§ Work to complete:
**1.** In the consumer sentiment summary, what level did the Conference Board's US Consumer Confidence index reach in July?
**2.** Determine whether each statement agrees with the consumer sentiment summary: (a) the University of Michigan gauge has returned above pre-Covid levels; (b) the share of consumers saying jobs were "hard to get" fell from June to July; (c) the share of consumers calling business conditions "good" increased in July.
**3.** Extend the consumer sentiment summary with a further passage that follows on from its closing sentence.

(Selected excerpt Opens)

The University of Michigan’s US Consumer Sentiment gauge jumped +12.7% in July to 72.6. This is up +41.0% from a year ago, but remains well below pre-Covid levels.

The Conference Board’s US Consumer Confidence index rose +6.9 points in July to 117.0, its highest level since July 2021, though it remains below pre-Covid levels.

In July, 21.9% of consumers surveyed by the Conference Board said business conditions were “good,” down from 23.4% in June, while 15.2% said business conditions were “bad,” up from 15.1% in June.

In July, 46.9% of consumers surveyed said jobs were “plentiful,” up from 45.4% in June, while 9.7% of consumers said jobs were “hard to get,” down from 12.6% in June.

U.S. consumer confidence, according the Conference Board survey, is being pulled down more by future expectations than by current conditions, though both are improving.

(Selected excerpt Closes)
(Material supplied Opens)

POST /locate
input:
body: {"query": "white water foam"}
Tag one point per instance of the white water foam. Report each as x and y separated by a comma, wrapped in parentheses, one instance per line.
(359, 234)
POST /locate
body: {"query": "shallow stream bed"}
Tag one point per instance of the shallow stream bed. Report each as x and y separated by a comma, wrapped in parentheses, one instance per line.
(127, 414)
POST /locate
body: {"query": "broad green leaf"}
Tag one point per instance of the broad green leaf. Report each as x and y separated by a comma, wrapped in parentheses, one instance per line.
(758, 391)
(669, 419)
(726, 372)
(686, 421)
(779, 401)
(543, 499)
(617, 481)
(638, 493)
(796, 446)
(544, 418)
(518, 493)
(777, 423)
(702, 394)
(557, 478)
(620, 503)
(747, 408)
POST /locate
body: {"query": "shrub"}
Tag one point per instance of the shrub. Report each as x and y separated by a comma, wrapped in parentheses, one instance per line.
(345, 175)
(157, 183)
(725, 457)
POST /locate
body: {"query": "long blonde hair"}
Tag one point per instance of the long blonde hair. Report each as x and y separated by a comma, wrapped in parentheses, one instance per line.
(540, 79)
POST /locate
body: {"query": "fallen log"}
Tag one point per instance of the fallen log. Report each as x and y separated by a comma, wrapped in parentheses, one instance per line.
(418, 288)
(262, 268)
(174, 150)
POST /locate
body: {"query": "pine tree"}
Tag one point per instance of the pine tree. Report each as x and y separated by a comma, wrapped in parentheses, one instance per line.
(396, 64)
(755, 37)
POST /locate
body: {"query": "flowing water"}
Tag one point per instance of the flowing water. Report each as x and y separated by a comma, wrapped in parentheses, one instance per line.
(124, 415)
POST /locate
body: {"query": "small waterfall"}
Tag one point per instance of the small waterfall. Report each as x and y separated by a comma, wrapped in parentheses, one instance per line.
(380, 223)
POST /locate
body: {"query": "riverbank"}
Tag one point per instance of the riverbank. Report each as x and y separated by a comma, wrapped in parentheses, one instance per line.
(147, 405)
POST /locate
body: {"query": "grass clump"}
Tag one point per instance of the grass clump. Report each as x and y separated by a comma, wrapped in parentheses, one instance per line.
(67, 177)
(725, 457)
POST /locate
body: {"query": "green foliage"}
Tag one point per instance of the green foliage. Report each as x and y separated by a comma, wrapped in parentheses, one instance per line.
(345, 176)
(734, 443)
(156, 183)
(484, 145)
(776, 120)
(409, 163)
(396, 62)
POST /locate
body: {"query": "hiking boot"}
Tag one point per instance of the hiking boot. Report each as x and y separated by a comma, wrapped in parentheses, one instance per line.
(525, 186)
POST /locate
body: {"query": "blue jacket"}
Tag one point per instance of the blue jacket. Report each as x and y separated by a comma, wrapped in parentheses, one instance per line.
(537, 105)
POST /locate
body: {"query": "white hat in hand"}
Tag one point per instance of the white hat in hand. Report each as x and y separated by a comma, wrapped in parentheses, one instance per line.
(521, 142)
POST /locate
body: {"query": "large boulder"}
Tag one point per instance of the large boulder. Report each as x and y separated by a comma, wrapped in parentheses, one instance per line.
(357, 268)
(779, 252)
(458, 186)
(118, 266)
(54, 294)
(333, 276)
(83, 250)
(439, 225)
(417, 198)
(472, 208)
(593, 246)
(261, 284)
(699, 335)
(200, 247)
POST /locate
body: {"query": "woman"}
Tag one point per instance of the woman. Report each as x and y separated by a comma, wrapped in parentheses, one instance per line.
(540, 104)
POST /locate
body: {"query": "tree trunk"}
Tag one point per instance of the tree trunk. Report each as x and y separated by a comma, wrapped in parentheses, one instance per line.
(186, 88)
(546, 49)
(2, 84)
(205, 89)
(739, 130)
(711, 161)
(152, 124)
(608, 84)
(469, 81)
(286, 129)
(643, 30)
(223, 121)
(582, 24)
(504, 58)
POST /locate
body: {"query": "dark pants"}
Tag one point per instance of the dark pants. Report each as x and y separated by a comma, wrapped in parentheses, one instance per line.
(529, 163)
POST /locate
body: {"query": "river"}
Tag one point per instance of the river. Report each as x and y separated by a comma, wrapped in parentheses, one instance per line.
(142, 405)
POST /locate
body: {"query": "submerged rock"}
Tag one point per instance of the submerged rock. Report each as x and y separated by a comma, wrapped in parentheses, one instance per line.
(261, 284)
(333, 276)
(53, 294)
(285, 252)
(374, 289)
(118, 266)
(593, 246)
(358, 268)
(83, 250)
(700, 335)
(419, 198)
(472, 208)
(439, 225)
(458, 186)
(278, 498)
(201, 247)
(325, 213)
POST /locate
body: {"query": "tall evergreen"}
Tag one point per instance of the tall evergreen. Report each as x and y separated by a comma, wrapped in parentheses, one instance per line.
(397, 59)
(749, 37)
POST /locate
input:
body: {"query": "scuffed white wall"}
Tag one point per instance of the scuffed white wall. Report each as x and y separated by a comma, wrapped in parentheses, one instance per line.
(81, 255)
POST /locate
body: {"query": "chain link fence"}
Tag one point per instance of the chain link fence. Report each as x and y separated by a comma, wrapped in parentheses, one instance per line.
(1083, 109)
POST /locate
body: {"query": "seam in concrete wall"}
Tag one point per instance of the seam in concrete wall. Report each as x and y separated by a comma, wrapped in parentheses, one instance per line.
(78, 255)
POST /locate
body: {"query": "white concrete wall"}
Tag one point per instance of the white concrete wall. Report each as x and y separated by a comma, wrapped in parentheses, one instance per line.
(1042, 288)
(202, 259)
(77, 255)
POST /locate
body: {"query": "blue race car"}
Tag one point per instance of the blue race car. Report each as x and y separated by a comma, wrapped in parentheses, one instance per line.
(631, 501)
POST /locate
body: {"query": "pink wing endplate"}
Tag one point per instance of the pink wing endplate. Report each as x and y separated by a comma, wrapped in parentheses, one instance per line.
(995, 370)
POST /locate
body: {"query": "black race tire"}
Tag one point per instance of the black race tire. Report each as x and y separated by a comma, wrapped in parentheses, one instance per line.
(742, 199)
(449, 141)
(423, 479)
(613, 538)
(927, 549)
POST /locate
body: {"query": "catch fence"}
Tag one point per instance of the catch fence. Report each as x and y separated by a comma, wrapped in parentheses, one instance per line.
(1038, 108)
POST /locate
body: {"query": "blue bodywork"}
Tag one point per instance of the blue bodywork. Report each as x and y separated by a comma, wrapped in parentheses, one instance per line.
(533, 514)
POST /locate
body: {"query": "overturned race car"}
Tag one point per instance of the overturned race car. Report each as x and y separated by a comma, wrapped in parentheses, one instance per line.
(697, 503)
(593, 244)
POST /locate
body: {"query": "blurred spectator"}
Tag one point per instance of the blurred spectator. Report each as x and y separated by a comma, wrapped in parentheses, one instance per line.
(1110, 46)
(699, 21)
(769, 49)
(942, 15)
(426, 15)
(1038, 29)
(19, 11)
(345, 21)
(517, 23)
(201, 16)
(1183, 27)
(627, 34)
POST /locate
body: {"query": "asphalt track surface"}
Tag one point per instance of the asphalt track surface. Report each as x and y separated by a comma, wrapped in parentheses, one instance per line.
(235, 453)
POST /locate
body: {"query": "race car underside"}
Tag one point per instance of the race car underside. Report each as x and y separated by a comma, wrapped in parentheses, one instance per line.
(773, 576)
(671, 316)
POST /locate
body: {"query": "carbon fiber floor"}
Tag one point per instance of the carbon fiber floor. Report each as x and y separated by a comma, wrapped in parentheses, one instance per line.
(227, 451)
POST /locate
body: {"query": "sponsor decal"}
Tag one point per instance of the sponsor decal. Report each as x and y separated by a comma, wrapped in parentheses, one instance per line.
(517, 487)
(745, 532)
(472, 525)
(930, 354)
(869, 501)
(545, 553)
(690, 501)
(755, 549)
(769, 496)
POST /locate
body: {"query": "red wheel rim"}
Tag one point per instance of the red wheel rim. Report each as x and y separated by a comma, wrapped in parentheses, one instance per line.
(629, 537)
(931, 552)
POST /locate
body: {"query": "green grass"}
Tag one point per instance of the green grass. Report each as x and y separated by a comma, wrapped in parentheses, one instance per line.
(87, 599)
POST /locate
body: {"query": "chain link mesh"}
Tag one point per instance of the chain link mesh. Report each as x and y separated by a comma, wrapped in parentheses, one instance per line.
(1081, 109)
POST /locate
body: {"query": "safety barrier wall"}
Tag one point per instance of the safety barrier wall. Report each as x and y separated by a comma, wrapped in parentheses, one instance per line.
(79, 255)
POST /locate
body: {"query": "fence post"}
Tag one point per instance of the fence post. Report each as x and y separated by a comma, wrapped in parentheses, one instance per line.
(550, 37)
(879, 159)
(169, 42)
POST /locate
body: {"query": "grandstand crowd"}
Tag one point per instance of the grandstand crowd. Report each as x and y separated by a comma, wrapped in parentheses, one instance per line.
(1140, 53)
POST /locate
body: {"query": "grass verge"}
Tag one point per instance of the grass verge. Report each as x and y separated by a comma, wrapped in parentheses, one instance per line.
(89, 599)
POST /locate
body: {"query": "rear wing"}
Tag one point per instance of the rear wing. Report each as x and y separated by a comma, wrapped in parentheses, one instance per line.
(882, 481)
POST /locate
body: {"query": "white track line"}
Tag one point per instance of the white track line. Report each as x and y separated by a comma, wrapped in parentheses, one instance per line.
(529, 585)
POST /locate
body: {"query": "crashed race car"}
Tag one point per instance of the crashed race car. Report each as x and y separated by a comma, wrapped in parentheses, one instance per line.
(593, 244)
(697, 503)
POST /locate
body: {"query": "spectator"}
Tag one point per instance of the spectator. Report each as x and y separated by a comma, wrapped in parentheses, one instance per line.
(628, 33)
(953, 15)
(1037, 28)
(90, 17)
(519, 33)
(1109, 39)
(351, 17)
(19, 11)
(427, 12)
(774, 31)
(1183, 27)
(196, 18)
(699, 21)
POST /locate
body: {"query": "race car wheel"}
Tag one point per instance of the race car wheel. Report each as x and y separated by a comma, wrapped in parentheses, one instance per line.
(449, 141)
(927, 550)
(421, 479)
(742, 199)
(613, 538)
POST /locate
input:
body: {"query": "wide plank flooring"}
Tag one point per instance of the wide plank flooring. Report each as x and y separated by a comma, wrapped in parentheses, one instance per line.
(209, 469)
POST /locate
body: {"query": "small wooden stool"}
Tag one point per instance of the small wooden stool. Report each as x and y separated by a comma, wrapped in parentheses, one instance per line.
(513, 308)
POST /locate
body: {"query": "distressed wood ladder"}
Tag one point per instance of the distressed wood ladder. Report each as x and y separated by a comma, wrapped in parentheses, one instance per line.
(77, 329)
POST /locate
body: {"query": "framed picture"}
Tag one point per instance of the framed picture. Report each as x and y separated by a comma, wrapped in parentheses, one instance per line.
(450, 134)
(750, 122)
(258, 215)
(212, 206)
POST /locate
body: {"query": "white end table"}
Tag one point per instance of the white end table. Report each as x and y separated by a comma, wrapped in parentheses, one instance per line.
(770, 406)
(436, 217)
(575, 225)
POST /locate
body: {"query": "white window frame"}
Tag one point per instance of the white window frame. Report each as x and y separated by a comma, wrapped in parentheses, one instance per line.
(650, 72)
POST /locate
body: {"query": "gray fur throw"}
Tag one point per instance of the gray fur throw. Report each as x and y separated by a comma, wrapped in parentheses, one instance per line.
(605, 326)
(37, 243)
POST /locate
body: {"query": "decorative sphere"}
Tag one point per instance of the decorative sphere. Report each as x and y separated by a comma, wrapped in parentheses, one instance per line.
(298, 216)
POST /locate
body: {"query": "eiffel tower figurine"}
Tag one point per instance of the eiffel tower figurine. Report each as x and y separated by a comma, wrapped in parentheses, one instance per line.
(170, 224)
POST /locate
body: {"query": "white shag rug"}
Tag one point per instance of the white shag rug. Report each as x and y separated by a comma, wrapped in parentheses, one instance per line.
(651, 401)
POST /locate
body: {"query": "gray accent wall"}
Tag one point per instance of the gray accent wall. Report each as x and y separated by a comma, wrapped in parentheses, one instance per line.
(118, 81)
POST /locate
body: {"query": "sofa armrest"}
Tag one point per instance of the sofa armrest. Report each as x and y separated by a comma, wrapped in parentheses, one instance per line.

(Material supplied Closes)

§ Results for each task:
**1.** It rose to 117.0, its highest level since July 2021.

**2.**
(a) No: "remains well below pre-Covid levels."
(b) Yes: "9.7% of consumers said jobs were “hard to get,” down from 12.6% in June."
(c) No: "21.9% of consumers surveyed by the Conference Board said business conditions were “good,” down from 23.4% in June."

**3.**
Personal incomes (not adjusted for inflation) rose +0.4% m/m in May, up +5.5% from a year ago. Taking inflation into account, real disposable personal incomes rose +0.3% m/m in May, up +4.0% from a year ago, back in solid positive territory after declining for the past two years.

Consumer spending rose +0.1% m/m in May, up +6.0% from a year ago. However, with the PCE price index running at +3.8% y/y, a large part of this gets eaten up by inflation. Real spending was flat m/m in May, up a somewhat less impressive +2.1% from a year ago.

The US personal savings rate rose to 4.6% in May, after reaching a near-all-time low of 2.4% in September 2022. U.S. consumers stockpiled significant savings during Covid, though it’s unclear how evenly distributed they are across income levels.